Start of Record set
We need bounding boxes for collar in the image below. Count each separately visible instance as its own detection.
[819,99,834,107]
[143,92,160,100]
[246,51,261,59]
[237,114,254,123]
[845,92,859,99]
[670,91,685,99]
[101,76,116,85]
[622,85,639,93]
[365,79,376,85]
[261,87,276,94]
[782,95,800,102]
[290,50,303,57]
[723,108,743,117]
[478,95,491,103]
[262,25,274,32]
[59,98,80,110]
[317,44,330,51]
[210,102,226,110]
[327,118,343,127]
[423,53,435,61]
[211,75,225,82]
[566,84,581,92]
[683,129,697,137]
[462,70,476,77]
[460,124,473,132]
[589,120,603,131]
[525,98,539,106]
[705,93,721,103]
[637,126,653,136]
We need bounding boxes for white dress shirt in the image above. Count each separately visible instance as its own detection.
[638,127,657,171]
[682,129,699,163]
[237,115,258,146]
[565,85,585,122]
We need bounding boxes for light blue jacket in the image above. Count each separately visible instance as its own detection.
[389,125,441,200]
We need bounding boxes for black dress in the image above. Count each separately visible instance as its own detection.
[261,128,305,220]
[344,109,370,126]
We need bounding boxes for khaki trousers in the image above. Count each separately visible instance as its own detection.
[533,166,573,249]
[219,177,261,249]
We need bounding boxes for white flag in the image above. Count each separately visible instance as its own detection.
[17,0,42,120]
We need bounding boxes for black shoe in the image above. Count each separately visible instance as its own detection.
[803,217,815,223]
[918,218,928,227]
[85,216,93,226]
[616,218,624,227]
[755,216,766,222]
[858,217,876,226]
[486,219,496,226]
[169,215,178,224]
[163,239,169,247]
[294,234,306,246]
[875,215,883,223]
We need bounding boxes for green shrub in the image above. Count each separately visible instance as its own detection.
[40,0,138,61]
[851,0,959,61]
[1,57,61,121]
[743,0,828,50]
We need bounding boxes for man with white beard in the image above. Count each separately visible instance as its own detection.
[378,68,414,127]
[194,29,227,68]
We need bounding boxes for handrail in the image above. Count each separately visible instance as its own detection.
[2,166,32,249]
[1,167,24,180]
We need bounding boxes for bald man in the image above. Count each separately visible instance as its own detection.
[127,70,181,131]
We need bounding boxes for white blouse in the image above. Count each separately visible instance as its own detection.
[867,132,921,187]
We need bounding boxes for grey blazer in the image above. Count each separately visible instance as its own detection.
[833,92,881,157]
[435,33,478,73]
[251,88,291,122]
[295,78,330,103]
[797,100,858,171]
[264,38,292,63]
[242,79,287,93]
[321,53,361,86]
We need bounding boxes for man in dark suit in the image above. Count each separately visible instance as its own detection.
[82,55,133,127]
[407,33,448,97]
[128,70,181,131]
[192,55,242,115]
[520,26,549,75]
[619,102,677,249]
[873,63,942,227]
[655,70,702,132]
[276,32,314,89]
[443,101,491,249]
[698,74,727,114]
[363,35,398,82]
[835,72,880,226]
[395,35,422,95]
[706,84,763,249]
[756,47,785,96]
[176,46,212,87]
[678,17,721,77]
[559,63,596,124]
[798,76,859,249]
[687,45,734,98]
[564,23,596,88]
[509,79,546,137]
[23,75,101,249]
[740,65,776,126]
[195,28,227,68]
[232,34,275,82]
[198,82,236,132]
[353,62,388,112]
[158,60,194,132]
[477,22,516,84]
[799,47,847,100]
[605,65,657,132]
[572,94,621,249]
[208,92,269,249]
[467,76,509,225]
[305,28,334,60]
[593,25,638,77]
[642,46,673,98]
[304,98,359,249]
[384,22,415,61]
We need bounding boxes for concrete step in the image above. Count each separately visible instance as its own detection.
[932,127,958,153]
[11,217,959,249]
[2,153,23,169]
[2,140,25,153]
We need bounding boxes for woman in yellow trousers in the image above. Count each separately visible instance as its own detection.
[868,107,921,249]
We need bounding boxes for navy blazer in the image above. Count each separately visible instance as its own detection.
End of Record set
Task to carry out:
Your response needs to restate the lines above exactly.

Task output:
We need bounding boxes for collar in the image below. Count each separately visible instance as its own detection.
[819,99,834,107]
[143,92,160,100]
[246,51,261,59]
[237,114,254,123]
[845,92,859,99]
[670,91,685,99]
[101,76,116,85]
[622,85,639,93]
[365,79,376,85]
[261,87,276,94]
[782,95,800,102]
[290,50,303,57]
[723,108,743,117]
[478,95,491,103]
[262,25,274,32]
[59,98,80,110]
[317,44,330,51]
[210,102,226,110]
[327,118,343,127]
[423,53,435,61]
[211,75,225,82]
[566,84,581,92]
[683,129,697,137]
[462,70,476,77]
[460,124,473,132]
[589,120,603,131]
[525,98,539,106]
[705,93,721,103]
[637,126,653,136]
We need bounding boxes for white dress shirt in the image above. Count each separately visible instance as its own detection.
[638,127,657,171]
[682,129,699,163]
[237,115,258,146]
[565,85,585,122]
We need bounding boxes for light blue jacket in the image above. Count each separately visible instance as its own detection.
[389,125,441,200]
We need bounding boxes for black dress in the image above. Count each separately visible instance as its own detection.
[261,128,305,220]
[344,109,370,126]
We need bounding boxes for khaki trousers in the image above. Count each separately visible instance as its own detection.
[533,166,573,249]
[219,177,261,249]
We need bounding boxes for white flag in the image above. Count each separately visible instance as its own detection.
[17,0,42,120]
We need bounding boxes for black shoe in the image above. Count each separately visible instance as its own detection.
[803,217,815,223]
[918,218,928,227]
[85,216,93,226]
[616,218,624,227]
[755,216,766,222]
[858,217,876,226]
[486,219,496,226]
[169,215,178,224]
[163,239,169,247]
[294,234,306,246]
[875,215,883,223]
We need bounding boxes for green shrub in the image above. Count each separately visible instance as its own detection.
[40,0,138,61]
[851,0,959,61]
[1,57,61,121]
[743,0,828,50]
We need bounding boxes for man with white beard in the image above. Count each separately visible instance as its own detection.
[378,68,414,127]
[194,29,227,68]
We need bounding boxes for handrail in the image above. Count each separately visible instance as its own detection.
[2,166,32,249]
[1,167,24,180]
We need bounding boxes for bald man in the image above. Count each separately visible instance as its own detection.
[127,70,181,131]
We need bounding boxes for white blouse in the image above. Count each separately visible instance as its own detection.
[867,132,921,187]
We need bounding boxes for grey blazer in the image above. Count each separately visible instance as its own detection.
[833,92,881,157]
[435,33,478,73]
[251,88,291,122]
[295,78,330,103]
[797,100,858,171]
[264,38,292,63]
[242,79,287,93]
[321,53,361,86]
We need bounding boxes for man in dark suit in the image above. Count each separately visible instance as its own detection.
[82,55,133,127]
[407,33,448,97]
[128,70,181,131]
[192,55,242,115]
[520,26,549,75]
[619,102,677,249]
[873,63,942,227]
[655,70,702,132]
[276,32,314,89]
[443,101,491,249]
[698,74,727,114]
[363,35,398,82]
[835,72,880,226]
[395,35,422,95]
[706,84,763,249]
[756,47,785,96]
[176,46,212,87]
[678,17,721,77]
[559,63,596,124]
[798,76,859,249]
[687,45,734,98]
[564,23,596,88]
[509,79,546,137]
[23,75,101,249]
[740,65,776,126]
[195,28,227,68]
[232,34,275,82]
[198,82,236,132]
[353,62,388,112]
[158,60,194,132]
[477,22,516,84]
[799,47,847,100]
[605,65,657,132]
[572,94,621,249]
[208,92,269,249]
[467,76,509,225]
[305,28,334,60]
[593,25,638,77]
[642,46,673,98]
[304,98,359,249]
[384,22,415,61]
We need bounding boxes for concrete step in the image above. Count each separately visible instance as its own detection.
[932,127,958,153]
[11,217,959,249]
[2,153,23,169]
[2,140,25,153]
We need bounding boxes for woman in yellow trousers in the image above. Count each separately visible instance as its own detection.
[868,107,921,249]
We need bounding boxes for navy blazer in the image above. Count each separately visible instance as its own detection.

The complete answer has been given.